Data items
= = = = = = =

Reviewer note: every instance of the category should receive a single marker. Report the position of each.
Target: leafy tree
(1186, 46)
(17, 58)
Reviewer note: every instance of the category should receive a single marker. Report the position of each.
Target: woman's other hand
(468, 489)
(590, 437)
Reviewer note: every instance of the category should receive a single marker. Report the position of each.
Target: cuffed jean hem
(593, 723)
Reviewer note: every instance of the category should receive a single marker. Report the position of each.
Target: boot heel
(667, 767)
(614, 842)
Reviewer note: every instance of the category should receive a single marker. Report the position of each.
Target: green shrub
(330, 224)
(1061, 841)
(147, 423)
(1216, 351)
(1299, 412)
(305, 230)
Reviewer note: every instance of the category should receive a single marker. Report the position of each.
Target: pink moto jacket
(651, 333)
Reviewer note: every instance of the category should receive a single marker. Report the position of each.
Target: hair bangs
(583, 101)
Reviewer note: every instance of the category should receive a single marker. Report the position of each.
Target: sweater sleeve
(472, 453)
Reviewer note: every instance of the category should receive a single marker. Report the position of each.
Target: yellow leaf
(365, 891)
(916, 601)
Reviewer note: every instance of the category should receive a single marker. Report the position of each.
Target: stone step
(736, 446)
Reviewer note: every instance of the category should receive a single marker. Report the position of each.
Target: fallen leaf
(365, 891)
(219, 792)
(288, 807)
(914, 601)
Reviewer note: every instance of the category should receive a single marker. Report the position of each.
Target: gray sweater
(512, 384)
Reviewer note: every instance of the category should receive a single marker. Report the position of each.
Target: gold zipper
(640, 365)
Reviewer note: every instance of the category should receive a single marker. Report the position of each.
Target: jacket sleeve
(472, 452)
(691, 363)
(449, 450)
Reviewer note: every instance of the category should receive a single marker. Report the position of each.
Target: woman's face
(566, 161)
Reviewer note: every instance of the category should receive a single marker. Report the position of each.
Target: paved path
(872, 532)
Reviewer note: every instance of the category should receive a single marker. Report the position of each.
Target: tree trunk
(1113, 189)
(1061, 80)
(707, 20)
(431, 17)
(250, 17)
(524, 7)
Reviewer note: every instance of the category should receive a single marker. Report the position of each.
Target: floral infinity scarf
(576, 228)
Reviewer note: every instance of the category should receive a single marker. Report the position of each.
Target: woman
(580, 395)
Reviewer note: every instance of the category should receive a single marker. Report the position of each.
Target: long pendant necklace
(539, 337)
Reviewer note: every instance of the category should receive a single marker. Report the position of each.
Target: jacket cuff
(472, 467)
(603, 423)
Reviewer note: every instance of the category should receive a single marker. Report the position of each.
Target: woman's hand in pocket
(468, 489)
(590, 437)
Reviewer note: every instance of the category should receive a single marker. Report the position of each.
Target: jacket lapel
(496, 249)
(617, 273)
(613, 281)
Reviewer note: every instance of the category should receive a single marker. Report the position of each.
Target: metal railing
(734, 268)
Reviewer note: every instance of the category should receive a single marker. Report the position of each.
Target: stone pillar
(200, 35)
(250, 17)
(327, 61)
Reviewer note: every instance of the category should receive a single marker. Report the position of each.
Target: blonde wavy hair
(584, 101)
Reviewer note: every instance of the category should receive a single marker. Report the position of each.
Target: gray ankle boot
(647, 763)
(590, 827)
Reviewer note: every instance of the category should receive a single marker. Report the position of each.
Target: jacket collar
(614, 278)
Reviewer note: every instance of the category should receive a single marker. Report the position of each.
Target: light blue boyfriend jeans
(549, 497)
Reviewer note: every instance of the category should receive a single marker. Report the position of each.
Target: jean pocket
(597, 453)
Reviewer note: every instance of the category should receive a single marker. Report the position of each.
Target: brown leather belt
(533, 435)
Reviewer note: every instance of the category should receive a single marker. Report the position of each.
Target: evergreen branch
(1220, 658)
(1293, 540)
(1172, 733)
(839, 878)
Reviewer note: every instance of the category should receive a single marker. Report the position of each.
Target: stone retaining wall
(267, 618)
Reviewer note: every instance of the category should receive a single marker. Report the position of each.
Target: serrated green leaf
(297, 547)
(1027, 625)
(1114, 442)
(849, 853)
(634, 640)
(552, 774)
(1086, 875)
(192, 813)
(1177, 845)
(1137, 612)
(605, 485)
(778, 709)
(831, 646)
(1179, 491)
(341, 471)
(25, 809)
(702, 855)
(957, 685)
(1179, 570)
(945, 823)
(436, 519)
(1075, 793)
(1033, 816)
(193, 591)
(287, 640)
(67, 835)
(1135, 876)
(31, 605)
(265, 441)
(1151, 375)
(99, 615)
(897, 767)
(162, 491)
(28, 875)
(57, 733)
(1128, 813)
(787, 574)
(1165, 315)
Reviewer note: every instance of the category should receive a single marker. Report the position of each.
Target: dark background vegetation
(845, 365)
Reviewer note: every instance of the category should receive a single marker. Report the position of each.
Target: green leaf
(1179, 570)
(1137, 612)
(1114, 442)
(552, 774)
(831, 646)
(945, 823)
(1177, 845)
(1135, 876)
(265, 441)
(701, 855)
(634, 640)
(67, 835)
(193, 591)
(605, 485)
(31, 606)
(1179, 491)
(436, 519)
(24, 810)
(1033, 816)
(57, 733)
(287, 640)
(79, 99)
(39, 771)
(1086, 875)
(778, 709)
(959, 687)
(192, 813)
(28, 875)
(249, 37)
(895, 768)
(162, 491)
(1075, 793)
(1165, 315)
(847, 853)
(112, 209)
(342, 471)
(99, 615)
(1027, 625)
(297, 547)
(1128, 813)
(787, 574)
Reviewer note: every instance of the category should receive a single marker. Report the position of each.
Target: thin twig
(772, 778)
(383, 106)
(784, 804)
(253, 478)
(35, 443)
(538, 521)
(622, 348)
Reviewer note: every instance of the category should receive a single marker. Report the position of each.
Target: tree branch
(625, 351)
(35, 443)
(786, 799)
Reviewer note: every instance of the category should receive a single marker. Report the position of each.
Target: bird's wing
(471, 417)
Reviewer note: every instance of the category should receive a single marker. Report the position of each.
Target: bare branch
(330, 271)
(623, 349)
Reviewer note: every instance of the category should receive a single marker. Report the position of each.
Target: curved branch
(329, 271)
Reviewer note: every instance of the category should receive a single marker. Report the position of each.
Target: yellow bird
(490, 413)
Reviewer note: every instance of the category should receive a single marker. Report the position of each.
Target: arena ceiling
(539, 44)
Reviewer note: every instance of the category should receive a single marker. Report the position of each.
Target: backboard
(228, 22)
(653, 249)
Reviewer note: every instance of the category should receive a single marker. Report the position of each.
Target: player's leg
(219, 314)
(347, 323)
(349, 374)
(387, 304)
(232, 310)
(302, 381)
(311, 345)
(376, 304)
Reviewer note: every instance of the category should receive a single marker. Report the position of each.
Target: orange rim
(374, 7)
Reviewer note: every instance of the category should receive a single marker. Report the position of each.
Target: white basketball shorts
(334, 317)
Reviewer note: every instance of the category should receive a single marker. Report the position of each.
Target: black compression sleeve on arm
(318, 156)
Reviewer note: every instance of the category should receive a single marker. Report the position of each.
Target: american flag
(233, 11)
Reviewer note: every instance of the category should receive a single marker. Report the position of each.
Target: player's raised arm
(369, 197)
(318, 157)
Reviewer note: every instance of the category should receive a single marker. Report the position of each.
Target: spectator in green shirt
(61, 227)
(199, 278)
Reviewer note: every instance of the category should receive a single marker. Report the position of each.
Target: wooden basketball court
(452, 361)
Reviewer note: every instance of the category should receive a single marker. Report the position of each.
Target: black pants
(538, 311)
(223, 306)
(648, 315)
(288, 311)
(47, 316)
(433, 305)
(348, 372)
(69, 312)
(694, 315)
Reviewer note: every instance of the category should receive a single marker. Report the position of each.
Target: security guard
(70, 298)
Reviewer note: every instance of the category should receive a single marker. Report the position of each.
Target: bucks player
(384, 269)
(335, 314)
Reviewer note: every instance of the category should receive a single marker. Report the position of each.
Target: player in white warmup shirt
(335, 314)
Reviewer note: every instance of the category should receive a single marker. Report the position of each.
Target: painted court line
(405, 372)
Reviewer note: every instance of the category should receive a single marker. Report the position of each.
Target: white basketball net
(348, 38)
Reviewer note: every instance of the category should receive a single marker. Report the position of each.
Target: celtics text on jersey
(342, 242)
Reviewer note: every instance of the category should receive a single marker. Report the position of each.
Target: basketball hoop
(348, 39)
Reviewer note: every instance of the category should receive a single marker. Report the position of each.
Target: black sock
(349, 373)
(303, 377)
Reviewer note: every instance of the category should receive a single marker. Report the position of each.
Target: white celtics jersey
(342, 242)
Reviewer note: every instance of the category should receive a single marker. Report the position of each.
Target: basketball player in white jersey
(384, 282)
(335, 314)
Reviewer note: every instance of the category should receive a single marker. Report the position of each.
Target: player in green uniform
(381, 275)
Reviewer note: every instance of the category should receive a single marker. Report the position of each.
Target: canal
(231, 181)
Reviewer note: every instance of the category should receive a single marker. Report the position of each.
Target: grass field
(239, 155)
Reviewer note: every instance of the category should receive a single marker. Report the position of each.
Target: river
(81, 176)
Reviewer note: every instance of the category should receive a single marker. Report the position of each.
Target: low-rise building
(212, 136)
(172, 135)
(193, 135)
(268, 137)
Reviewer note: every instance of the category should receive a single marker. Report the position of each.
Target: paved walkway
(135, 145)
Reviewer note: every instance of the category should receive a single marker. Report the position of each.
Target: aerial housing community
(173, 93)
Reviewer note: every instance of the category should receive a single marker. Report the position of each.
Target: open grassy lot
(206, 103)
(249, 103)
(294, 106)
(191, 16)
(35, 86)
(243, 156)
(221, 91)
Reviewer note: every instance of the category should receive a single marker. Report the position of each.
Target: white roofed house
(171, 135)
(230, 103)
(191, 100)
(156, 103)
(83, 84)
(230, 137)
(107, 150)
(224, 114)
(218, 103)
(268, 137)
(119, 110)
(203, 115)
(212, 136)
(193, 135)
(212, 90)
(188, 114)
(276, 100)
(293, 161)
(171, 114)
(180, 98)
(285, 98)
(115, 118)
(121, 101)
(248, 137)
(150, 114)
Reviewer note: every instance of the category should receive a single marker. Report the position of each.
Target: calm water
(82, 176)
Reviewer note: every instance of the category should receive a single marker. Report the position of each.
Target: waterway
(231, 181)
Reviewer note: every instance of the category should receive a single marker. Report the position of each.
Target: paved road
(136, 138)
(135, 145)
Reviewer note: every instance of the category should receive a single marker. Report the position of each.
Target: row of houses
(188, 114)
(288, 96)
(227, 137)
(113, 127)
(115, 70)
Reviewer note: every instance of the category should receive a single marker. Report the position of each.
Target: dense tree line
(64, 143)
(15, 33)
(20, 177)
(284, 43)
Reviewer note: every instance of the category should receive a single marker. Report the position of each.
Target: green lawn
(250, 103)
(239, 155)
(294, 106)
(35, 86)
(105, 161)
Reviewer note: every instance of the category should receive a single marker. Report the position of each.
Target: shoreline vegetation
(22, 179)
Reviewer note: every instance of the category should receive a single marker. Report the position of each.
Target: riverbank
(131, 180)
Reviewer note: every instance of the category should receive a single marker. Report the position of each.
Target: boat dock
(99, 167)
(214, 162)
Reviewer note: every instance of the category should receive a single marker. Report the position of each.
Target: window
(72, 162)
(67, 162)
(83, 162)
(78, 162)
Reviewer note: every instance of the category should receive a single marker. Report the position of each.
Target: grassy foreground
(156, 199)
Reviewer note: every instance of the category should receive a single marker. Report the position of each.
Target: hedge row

= = = = = = =

▶ PROBLEM: List every line of the data items above that contains the word "grassy".

▶ WRITTEN RESPONSE:
Target: open grassy lot
Target: grassy foreground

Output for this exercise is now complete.